EXCERPTED PASSAGE:

With ingredients like red wine and cognac, nuts, raisins, sugar, and holiday spices, this bread could be good enough to have for dessert. But on Christmas Day, we indulge and enjoy Christopsomo (Christ’s bread) as an accompaniment to our food. Make it yourself to bring as a hostess gift – or if you are the one hosting, to earn everyone’s admiration.
To make your bread, start by adding the yeast, half of the water, and 2 tablespoons of the flour in a bowl, and stir with a spoon to make a thick batter.
Set aside for 10-15 minutes to activate the yeast, until you see bubbles forming on the surface.
Sift about 2/3 of the remaining flour into the bowl of your mixer.
Add the salt, the yeast batter, the remaining water and the wine.
Mix using the dough hook until you have a smooth, soft and elastic dough.
Cover the bowl with a towel and set aside to rise in a warm place for about 1 hour, until it has doubled in size.
Add the rest of the flour along with the olive oil, cognac, orange juice and zest, sugar, raisins, crushed nuts, and spices.
Knead until just combined into a smooth, elastic dough.
Cover and set aside in a warm place to rise again for about 30 minutes.

SUPPLIED MATERIAL:
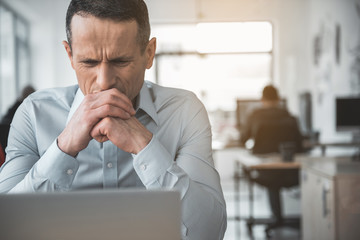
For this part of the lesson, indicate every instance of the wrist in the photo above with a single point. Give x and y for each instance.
(65, 149)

WHAT IS NEEDED:
Copy out the part of the Christopsomo recipe that opens with "Add the rest" and closes with "about 30 minutes.", swapping in "melted butter" wherever "olive oil" appears.

ANSWER FOR THIS EXERCISE:
Add the rest of the flour along with the melted butter, cognac, orange juice and zest, sugar, raisins, crushed nuts, and spices.
Knead until just combined into a smooth, elastic dough.
Cover and set aside in a warm place to rise again for about 30 minutes.